EXERCISE AIM
Pictures in the data below are not part of the copy; transcribe everything else exactly.

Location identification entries
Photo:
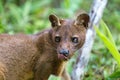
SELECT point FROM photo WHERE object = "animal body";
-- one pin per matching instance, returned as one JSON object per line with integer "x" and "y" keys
{"x": 37, "y": 56}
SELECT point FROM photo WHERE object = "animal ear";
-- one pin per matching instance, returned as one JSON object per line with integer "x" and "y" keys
{"x": 54, "y": 20}
{"x": 82, "y": 19}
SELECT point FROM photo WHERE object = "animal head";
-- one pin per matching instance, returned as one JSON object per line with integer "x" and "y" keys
{"x": 68, "y": 35}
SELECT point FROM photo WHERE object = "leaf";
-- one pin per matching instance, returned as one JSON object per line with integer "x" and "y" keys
{"x": 115, "y": 75}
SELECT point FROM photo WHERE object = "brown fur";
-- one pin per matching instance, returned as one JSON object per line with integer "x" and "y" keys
{"x": 35, "y": 57}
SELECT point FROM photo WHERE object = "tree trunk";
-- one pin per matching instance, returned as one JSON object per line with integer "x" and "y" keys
{"x": 84, "y": 53}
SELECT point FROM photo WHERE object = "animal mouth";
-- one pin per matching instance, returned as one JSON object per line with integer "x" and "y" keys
{"x": 63, "y": 56}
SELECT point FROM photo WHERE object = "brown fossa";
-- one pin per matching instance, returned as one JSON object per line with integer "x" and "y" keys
{"x": 37, "y": 56}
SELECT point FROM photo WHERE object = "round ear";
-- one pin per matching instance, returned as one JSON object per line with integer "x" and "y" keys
{"x": 82, "y": 19}
{"x": 54, "y": 20}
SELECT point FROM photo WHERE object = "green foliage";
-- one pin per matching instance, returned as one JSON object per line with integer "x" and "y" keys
{"x": 52, "y": 77}
{"x": 110, "y": 44}
{"x": 31, "y": 16}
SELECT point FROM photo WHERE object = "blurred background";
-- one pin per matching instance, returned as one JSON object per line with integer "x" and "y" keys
{"x": 31, "y": 16}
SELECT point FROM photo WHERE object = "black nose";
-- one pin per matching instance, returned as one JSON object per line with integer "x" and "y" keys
{"x": 64, "y": 52}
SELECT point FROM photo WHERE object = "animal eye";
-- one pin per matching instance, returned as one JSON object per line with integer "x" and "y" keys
{"x": 75, "y": 40}
{"x": 57, "y": 39}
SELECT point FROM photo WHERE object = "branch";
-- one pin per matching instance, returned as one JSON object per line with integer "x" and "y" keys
{"x": 84, "y": 53}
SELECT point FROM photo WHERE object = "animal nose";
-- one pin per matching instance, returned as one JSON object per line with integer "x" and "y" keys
{"x": 64, "y": 52}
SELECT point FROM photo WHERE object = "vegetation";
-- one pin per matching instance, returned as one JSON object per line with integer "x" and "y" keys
{"x": 28, "y": 16}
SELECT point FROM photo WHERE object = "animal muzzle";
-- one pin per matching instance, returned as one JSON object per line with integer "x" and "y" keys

EXERCISE OUTPUT
Photo:
SELECT point FROM photo WHERE object = "animal body";
-- one pin per matching instance, returned as one JSON object per line with integer "x" and "y" keys
{"x": 37, "y": 56}
SELECT point FROM photo WHERE object = "animal ear";
-- one pin per matching instance, returned as one JSON object per line with integer "x" and "y" keys
{"x": 54, "y": 20}
{"x": 82, "y": 19}
SELECT point FROM photo WHERE object = "animal head";
-- one pin per matching instance, returned as one JSON object per line with integer "x" and "y" keys
{"x": 68, "y": 35}
SELECT point FROM photo WHERE object = "leaf";
-- one pin per matching instance, returned as one JSON object per line with integer "x" and "y" keys
{"x": 115, "y": 75}
SELECT point FROM photo WHERE object = "brown fur";
-- one pin per matching instance, returned as one JSON object per line with integer "x" and "y" keys
{"x": 35, "y": 57}
SELECT point FROM photo WHERE object = "tree trunk";
-- one pin per matching instance, returned as one JSON object per line with integer "x" and "y" keys
{"x": 84, "y": 53}
SELECT point FROM photo WHERE object = "animal mouth";
-- one pin per matching instance, returned as one JSON object per line with integer "x" and "y" keys
{"x": 63, "y": 56}
SELECT point FROM photo WHERE object = "brown fossa";
-- one pin per matching instance, returned as one JSON object per line with integer "x" and "y" keys
{"x": 37, "y": 56}
SELECT point FROM photo WHERE object = "round ear";
-- one pin per matching instance, returned as one JSON object per line with integer "x" and "y" keys
{"x": 82, "y": 19}
{"x": 54, "y": 20}
SELECT point FROM photo WHERE object = "green foliage";
-- one pin per matching instance, returned as one JSON object per line with integer "x" and "y" keys
{"x": 52, "y": 77}
{"x": 110, "y": 44}
{"x": 31, "y": 16}
SELECT point FROM photo WHERE object = "blurred background";
-- one pin per matching instance, returned as one JSON object per line with integer "x" and "y" keys
{"x": 31, "y": 16}
SELECT point FROM photo WHERE object = "black nose";
-- one pin per matching instance, returned as one JSON object per line with integer "x" and "y" keys
{"x": 64, "y": 52}
SELECT point FROM photo WHERE object = "animal eye";
-- one pin per matching instance, returned as one JSON object per line with integer "x" and "y" keys
{"x": 75, "y": 40}
{"x": 57, "y": 39}
SELECT point FROM photo WHERE object = "branch";
-- one pin per matching instance, returned as one JSON object per line with integer "x" and "y" keys
{"x": 84, "y": 53}
SELECT point FROM photo WHERE object = "animal nose";
-- one pin per matching instance, returned as one JSON object per line with integer "x" and "y" keys
{"x": 64, "y": 52}
SELECT point FROM photo WHERE object = "vegetation";
-- one pin per matching instance, returned as one JSON object per line with integer "x" and "y" keys
{"x": 28, "y": 16}
SELECT point FROM photo WHERE object = "animal muzzle";
-- one pin per matching instance, returned as one JSON object per line with integer "x" and "y" keys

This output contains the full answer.